#### Problem details:
Quote exactly the lines running from the line with "drop a point: the green grass" to the end of the entries, including both, and nothing else.

#### Task input:
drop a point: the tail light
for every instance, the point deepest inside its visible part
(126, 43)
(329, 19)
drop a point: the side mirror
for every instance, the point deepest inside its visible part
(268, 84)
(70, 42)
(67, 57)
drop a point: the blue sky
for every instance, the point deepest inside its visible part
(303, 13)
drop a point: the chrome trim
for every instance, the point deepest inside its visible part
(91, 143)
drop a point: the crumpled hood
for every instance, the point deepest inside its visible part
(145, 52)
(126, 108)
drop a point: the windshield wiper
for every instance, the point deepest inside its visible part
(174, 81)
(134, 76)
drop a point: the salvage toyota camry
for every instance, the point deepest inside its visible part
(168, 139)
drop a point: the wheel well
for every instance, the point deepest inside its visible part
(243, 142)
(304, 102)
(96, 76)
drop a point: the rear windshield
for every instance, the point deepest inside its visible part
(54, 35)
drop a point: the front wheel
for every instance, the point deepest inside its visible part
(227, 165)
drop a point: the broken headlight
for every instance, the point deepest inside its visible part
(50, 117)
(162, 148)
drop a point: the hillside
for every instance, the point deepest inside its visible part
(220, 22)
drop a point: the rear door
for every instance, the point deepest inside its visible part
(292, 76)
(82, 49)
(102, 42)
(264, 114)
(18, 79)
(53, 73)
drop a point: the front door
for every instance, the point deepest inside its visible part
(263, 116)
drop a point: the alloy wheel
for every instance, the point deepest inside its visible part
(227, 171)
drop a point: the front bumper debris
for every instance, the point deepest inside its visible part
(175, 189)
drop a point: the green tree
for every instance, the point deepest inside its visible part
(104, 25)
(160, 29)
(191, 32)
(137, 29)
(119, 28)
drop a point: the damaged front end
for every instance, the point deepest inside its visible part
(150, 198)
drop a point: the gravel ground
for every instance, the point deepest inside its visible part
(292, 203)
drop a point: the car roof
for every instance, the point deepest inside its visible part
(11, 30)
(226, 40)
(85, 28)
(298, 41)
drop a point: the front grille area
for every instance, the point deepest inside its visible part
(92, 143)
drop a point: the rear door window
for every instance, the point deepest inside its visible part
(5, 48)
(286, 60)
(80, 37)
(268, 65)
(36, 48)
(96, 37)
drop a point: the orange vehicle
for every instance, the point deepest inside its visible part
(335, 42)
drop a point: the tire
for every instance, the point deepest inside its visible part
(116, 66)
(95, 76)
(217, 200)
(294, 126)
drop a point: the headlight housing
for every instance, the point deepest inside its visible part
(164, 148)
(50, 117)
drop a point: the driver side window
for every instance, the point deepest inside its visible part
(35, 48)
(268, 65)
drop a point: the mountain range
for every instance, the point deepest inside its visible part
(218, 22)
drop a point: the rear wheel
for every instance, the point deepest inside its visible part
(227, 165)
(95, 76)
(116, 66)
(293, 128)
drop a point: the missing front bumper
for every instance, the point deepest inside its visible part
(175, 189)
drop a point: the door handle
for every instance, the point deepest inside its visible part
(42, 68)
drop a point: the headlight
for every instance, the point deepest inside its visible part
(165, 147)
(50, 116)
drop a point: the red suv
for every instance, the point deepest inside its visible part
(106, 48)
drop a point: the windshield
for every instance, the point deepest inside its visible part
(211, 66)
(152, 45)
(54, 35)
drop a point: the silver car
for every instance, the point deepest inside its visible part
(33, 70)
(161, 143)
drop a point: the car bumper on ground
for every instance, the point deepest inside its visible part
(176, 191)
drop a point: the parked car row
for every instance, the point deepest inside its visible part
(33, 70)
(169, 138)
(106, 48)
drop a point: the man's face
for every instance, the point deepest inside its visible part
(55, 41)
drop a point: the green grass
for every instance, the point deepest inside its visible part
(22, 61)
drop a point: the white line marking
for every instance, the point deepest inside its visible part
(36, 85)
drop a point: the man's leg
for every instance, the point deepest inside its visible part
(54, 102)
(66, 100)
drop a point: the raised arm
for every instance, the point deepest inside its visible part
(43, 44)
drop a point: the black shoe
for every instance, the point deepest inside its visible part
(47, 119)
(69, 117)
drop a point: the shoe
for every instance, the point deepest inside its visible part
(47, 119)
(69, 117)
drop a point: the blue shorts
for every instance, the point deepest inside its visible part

#### The result:
drop a point: the green grass
for every instance, the point deepest inside its visible part
(22, 61)
drop a point: the white line marking
for every instance, the point deepest inside its visible part
(36, 85)
drop a point: the man's leg
for every instance, the point deepest inside its visible part
(54, 102)
(66, 100)
drop a point: the raised arm
for every instance, the point deepest inside its visible part
(43, 44)
drop a point: the black shoe
for every instance, the point deepest inside its visible part
(47, 119)
(69, 117)
drop a point: the shoe
for every instance, the point deepest inside its visible part
(47, 119)
(69, 117)
drop a point: the blue shorts
for every instance, the point deepest inside its visible part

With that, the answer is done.